London: An advanced Magnetic Resonance Imaging (MRI) brain scan analysis in patients with stroke-related, small vessel disease helped predict problems with thinking, memory and even dementia, says a new study.
When a stroke or other disease damages tiny blood vessels in the brain, the condition is known as small vessel disease. This condition is the most common cause of thinking problems and can even lead to dementia.
Although early treatment could help patients at risk, no effective test is available to identify them.
“We have developed a useful tool for monitoring patients at risk of developing dementia and could target those who need early treatment,” said a study led by senior author Rebecca A. Charlton from the University of London in the UK.
The study, published in the Stroke: Journal of the American Heart Association, evaluated the accuracy of a new MRI analysis technique using diffusion tensor imaging (DTI), in predicting thinking problems and dementia related to small vessel disease.
A single scan measured the brain in fine detail to reveal damaged areas.
By comparing these images to a healthy person’s, researchers were able to classify the brain into areas of healthy versus damaged tissue.
The study included 99 patients with small vessel disease caused by ischemic stroke, a type of stroke that blocks the blood vessels deep within the brain.
All participants were enrolled in the St George’s Cognition and Neuroimaging in Stroke (SCANS) study from 2007 to 2015 in London.
Participants received the MRI scans annually for three years and thinking tests annually for five years.
Eighteen participants developed dementia during the study, with an average time to onset of approximately three years and four months.
Results showed that participants with the most brain damage were much more likely to develop thinking problems.
The analysis also helped predict three-fourths of the dementia cases that occurred during the study.
This advanced MRI analysis offers a highly accurate and sensitive marker of small vessel disease severity in a single measure that can be used to detect who will and will not go on to develop dementia in a five-year period, the researchers noted.

* * *

# Prompt 1:
Reproduce word for word the passage of the MRI study article that starts with "The study included" and ends with "2015 in London.".
# Prompt 2:
In the MRI study article, how many participants developed dementia during the study?
Rely only on the article about the MRI study of small vessel disease.

* * *

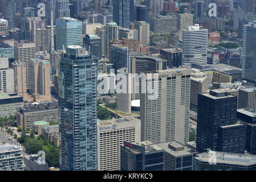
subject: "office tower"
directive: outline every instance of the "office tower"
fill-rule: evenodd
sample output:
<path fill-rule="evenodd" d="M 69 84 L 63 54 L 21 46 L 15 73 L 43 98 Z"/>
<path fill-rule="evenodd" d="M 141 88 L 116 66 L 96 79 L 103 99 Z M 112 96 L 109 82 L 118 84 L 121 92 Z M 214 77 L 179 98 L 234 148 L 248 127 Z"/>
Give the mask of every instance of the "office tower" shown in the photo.
<path fill-rule="evenodd" d="M 14 92 L 14 71 L 9 67 L 8 57 L 0 57 L 0 92 Z"/>
<path fill-rule="evenodd" d="M 82 22 L 72 18 L 56 20 L 56 50 L 62 50 L 70 45 L 83 45 Z"/>
<path fill-rule="evenodd" d="M 50 53 L 50 61 L 53 74 L 58 74 L 60 59 L 60 57 L 58 52 L 54 51 Z"/>
<path fill-rule="evenodd" d="M 148 22 L 148 8 L 147 6 L 136 6 L 136 20 Z"/>
<path fill-rule="evenodd" d="M 182 64 L 182 50 L 180 48 L 160 49 L 161 58 L 169 61 L 169 65 L 178 68 Z"/>
<path fill-rule="evenodd" d="M 247 109 L 239 109 L 237 118 L 246 126 L 246 150 L 251 154 L 256 154 L 256 112 Z"/>
<path fill-rule="evenodd" d="M 110 41 L 119 39 L 119 27 L 115 22 L 109 22 L 105 26 L 105 57 L 109 57 L 108 51 L 109 49 L 109 43 Z"/>
<path fill-rule="evenodd" d="M 22 97 L 15 94 L 0 94 L 0 117 L 9 118 L 16 114 L 17 109 L 24 106 Z"/>
<path fill-rule="evenodd" d="M 159 15 L 153 18 L 151 27 L 152 31 L 155 33 L 170 34 L 177 31 L 177 17 Z"/>
<path fill-rule="evenodd" d="M 242 3 L 242 9 L 247 13 L 255 14 L 256 13 L 256 1 L 245 0 Z"/>
<path fill-rule="evenodd" d="M 208 30 L 199 24 L 189 26 L 182 31 L 182 63 L 206 63 Z"/>
<path fill-rule="evenodd" d="M 113 0 L 113 22 L 124 28 L 129 28 L 129 0 Z"/>
<path fill-rule="evenodd" d="M 95 34 L 86 35 L 84 38 L 84 45 L 87 51 L 99 59 L 101 58 L 101 39 Z"/>
<path fill-rule="evenodd" d="M 23 171 L 23 156 L 21 148 L 9 143 L 0 144 L 0 170 Z"/>
<path fill-rule="evenodd" d="M 164 150 L 149 141 L 121 146 L 121 171 L 164 171 Z M 132 159 L 132 160 L 131 160 Z"/>
<path fill-rule="evenodd" d="M 177 30 L 182 31 L 189 26 L 193 26 L 193 14 L 178 14 L 177 15 Z"/>
<path fill-rule="evenodd" d="M 59 121 L 59 104 L 52 101 L 38 105 L 28 105 L 16 110 L 17 126 L 23 130 L 33 130 L 35 121 Z"/>
<path fill-rule="evenodd" d="M 30 67 L 29 61 L 35 58 L 35 44 L 27 40 L 14 42 L 14 60 L 25 64 L 26 89 L 30 88 Z"/>
<path fill-rule="evenodd" d="M 216 159 L 213 164 L 213 154 Z M 210 162 L 209 162 L 210 161 Z M 209 151 L 196 154 L 193 171 L 255 171 L 256 156 Z"/>
<path fill-rule="evenodd" d="M 39 59 L 30 60 L 30 92 L 42 101 L 51 100 L 50 61 Z M 38 100 L 39 101 L 39 100 Z"/>
<path fill-rule="evenodd" d="M 149 24 L 145 22 L 140 21 L 134 23 L 134 28 L 138 30 L 139 40 L 143 46 L 149 44 Z"/>
<path fill-rule="evenodd" d="M 97 164 L 99 171 L 120 169 L 120 146 L 140 142 L 140 120 L 119 118 L 97 122 Z"/>
<path fill-rule="evenodd" d="M 237 108 L 256 110 L 256 88 L 242 88 L 239 89 Z"/>
<path fill-rule="evenodd" d="M 121 68 L 127 68 L 129 51 L 127 47 L 119 44 L 111 47 L 111 63 L 114 64 L 115 72 Z"/>
<path fill-rule="evenodd" d="M 75 45 L 60 59 L 61 170 L 97 170 L 97 60 Z"/>
<path fill-rule="evenodd" d="M 194 2 L 194 17 L 195 19 L 203 18 L 204 4 L 203 1 L 196 1 Z"/>
<path fill-rule="evenodd" d="M 185 143 L 189 140 L 191 71 L 170 69 L 153 73 L 159 78 L 152 75 L 146 83 L 141 81 L 146 93 L 140 94 L 141 140 Z"/>
<path fill-rule="evenodd" d="M 129 20 L 130 22 L 134 21 L 134 0 L 129 0 Z"/>
<path fill-rule="evenodd" d="M 225 90 L 198 94 L 197 151 L 245 151 L 245 127 L 236 123 L 237 105 L 237 97 Z"/>
<path fill-rule="evenodd" d="M 160 5 L 152 5 L 152 13 L 156 15 L 159 15 L 160 14 Z"/>
<path fill-rule="evenodd" d="M 107 73 L 99 73 L 97 77 L 97 96 L 105 96 L 109 93 L 109 92 L 115 90 L 116 86 L 115 75 L 110 73 L 110 70 Z"/>
<path fill-rule="evenodd" d="M 105 42 L 105 27 L 97 27 L 96 28 L 96 34 L 101 38 L 101 55 L 105 57 L 106 55 L 106 42 Z"/>
<path fill-rule="evenodd" d="M 242 78 L 256 86 L 256 22 L 244 26 Z"/>
<path fill-rule="evenodd" d="M 56 0 L 56 19 L 70 17 L 68 3 L 68 0 Z"/>
<path fill-rule="evenodd" d="M 0 19 L 0 35 L 9 35 L 9 22 L 4 19 Z"/>
<path fill-rule="evenodd" d="M 191 69 L 190 106 L 197 108 L 198 94 L 209 92 L 210 78 L 198 69 Z"/>
<path fill-rule="evenodd" d="M 51 29 L 46 27 L 43 28 L 36 28 L 35 30 L 35 51 L 50 52 Z"/>
<path fill-rule="evenodd" d="M 175 140 L 156 145 L 164 150 L 164 171 L 192 171 L 195 150 Z"/>
<path fill-rule="evenodd" d="M 15 28 L 15 0 L 2 0 L 0 1 L 0 12 L 2 13 L 2 18 L 9 22 L 9 29 Z"/>
<path fill-rule="evenodd" d="M 46 2 L 46 23 L 47 25 L 51 25 L 51 12 L 52 12 L 52 19 L 54 23 L 55 22 L 56 16 L 56 0 L 47 0 Z"/>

* * *

# Result 1:
The study included 99 patients with small vessel disease caused by ischemic stroke, a type of stroke that blocks the blood vessels deep within the brain.
All participants were enrolled in the St George’s Cognition and Neuroimaging in Stroke (SCANS) study from 2007 to 2015 in London.

# Result 2:
Eighteen participants developed dementia during the study.